#### Data provided ####
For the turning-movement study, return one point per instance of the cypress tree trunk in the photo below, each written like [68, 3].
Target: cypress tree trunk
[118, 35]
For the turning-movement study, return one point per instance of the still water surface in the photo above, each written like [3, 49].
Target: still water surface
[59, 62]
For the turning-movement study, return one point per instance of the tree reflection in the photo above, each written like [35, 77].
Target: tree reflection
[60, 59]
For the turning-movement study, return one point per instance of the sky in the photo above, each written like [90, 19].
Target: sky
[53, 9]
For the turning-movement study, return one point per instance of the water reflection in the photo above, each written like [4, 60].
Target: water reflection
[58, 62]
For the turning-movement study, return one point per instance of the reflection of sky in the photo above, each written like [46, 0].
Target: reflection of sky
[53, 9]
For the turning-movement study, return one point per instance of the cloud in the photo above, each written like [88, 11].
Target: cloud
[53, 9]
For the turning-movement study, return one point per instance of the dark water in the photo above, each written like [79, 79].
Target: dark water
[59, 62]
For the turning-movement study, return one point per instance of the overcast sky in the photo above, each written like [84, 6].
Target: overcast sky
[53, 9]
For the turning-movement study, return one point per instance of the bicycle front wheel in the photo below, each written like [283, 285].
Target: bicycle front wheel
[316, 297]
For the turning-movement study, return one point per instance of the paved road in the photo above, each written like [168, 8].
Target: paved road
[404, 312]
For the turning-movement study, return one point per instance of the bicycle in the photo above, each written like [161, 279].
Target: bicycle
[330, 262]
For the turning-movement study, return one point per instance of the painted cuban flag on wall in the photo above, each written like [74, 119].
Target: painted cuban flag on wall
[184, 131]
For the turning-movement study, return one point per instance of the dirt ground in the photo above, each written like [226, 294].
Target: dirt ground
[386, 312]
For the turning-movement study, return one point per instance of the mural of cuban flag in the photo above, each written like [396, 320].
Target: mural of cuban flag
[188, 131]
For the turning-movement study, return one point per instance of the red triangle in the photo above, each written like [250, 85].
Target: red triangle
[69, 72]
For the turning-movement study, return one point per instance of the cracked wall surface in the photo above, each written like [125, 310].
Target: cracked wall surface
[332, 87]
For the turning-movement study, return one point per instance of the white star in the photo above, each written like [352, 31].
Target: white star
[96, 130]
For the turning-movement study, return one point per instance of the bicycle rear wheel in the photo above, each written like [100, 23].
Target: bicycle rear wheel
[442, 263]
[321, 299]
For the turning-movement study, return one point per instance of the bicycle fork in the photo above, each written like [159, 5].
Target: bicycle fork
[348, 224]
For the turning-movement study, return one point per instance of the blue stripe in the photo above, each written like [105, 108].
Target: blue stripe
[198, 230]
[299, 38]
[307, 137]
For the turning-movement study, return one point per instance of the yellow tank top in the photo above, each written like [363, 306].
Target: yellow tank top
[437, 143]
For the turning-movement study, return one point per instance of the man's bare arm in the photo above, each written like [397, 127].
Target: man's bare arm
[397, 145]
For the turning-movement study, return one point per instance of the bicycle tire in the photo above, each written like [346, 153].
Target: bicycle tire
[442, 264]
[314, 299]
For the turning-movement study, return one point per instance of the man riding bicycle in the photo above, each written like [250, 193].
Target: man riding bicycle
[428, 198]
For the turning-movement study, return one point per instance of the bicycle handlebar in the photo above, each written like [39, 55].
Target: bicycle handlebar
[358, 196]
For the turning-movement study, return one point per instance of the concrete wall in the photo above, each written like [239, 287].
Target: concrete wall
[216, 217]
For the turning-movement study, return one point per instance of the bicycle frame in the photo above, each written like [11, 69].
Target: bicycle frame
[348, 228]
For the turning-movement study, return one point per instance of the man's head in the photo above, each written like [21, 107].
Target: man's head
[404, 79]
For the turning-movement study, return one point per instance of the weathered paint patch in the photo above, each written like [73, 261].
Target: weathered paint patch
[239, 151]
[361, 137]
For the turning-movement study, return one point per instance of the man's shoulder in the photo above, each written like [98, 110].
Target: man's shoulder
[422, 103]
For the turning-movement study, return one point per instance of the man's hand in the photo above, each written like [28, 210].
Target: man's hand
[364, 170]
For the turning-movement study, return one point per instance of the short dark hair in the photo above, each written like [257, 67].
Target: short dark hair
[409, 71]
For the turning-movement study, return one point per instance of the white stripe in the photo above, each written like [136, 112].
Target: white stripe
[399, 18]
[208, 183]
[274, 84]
####
Look above for the line containing "like [73, 261]."; copy from it through the last line, exactly, and nothing more.

For the turning-movement study, return one point per instance of the weathered paint patch in the photo above, each written like [73, 261].
Target: weathered paint patch
[239, 151]
[361, 137]
For the turning-movement study, return one point per instance of the man's shoulder in the photo above, each written like [98, 110].
Target: man's shoulder
[422, 103]
For the turning-movement study, return one point per instance of the man's hand in the photo above, each written like [28, 210].
Target: man's hand
[364, 170]
For the turning-movement study, return one point per instance of the short dark hair in the photo above, each written like [257, 67].
Target: short dark hair
[409, 71]
For the turning-movement study, return one point per instance of the white stripe in the photo above, each written like [136, 112].
Target: white stripe
[399, 18]
[208, 183]
[274, 84]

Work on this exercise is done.